====== Raw data

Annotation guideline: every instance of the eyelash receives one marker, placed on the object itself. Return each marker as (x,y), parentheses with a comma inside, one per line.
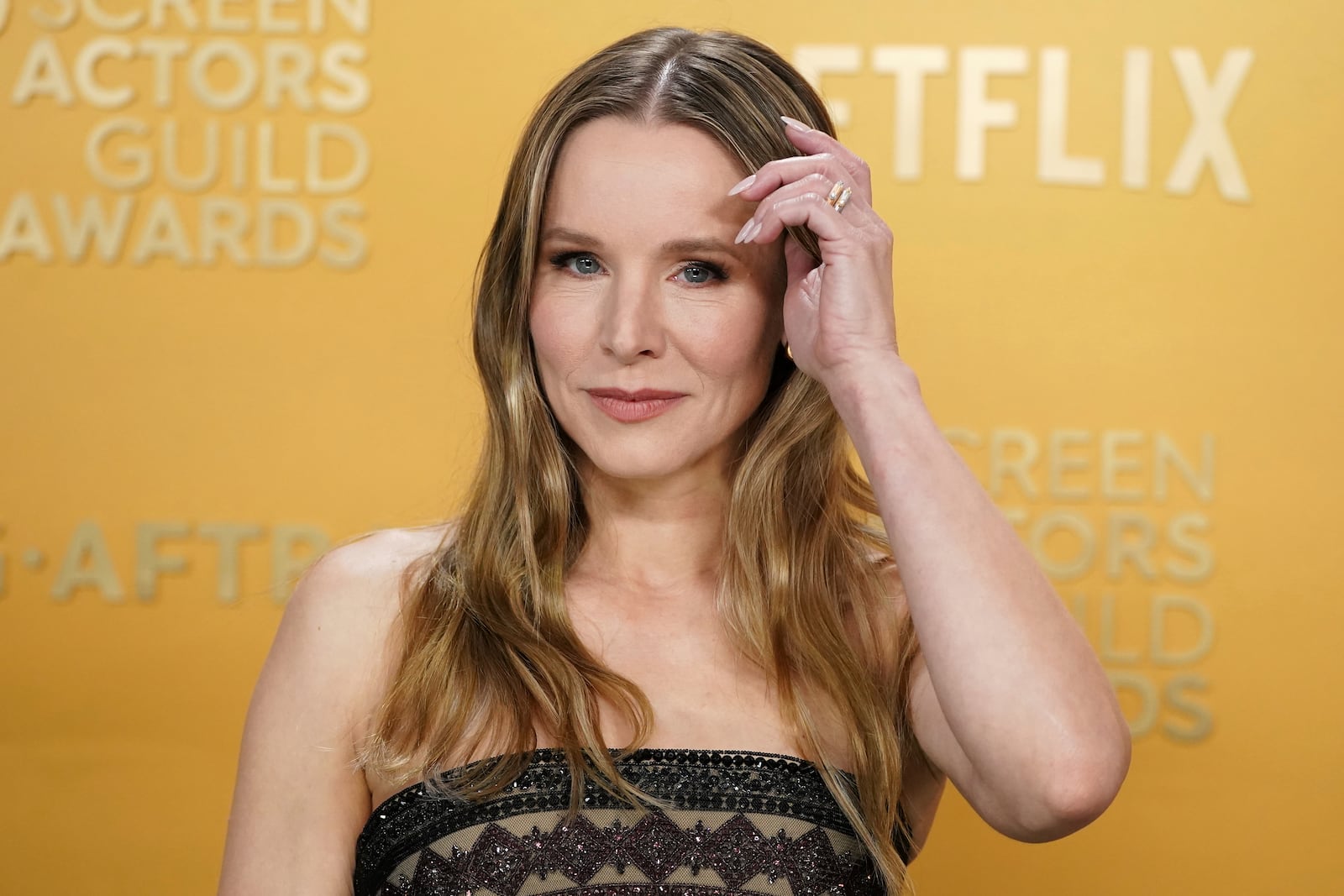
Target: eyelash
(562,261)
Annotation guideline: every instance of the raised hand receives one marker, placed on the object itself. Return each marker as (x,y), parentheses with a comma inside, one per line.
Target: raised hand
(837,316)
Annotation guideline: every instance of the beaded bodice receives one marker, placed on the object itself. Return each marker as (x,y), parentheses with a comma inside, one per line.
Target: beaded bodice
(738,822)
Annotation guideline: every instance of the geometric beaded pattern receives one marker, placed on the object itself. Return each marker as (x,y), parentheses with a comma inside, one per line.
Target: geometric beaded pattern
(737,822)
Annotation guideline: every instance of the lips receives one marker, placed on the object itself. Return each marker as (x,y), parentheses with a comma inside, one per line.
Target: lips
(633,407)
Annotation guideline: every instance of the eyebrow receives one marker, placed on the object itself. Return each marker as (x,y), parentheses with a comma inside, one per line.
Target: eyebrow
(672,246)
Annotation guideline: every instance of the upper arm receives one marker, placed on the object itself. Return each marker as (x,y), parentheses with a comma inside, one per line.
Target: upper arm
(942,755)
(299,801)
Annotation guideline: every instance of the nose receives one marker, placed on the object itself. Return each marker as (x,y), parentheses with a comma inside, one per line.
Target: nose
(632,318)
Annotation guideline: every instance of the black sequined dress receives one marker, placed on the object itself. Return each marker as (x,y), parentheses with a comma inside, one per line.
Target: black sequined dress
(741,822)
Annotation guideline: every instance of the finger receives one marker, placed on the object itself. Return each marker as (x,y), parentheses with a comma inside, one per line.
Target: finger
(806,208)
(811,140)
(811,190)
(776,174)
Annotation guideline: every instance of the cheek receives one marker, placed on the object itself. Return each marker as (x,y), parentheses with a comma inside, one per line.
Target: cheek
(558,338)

============

Give the lines from the one containing "Annotation guideline: every instance of the cheek" through the end of the data, both ends included, as a Markdown table with a Row column holding the row number and a Line column holding the line. Leave out blank lines.

__Task result__.
| Row | Line |
|---|---|
| 1 | Annotation guideline: every instance of the cheek receives one marker, placed on the object itself. Return each marker as (x,y), parentheses with a comma inside, one per line. |
| 2 | Target: cheek |
| 3 | (558,338) |